[WORK ORDER] What is needed is an exact copy of all the entries below.

[GIVEN INFORMATION]
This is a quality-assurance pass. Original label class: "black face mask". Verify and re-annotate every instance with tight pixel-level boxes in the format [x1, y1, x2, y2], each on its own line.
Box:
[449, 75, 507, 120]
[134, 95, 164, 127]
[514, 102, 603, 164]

[TASK OUTPUT]
This is a quality-assurance pass. Original label class: "black face mask". Verify and re-annotate every instance with tight pixel-level boxes in the format [x1, y1, x2, y2], each on its own line.
Box:
[449, 75, 507, 120]
[134, 95, 164, 127]
[514, 102, 603, 164]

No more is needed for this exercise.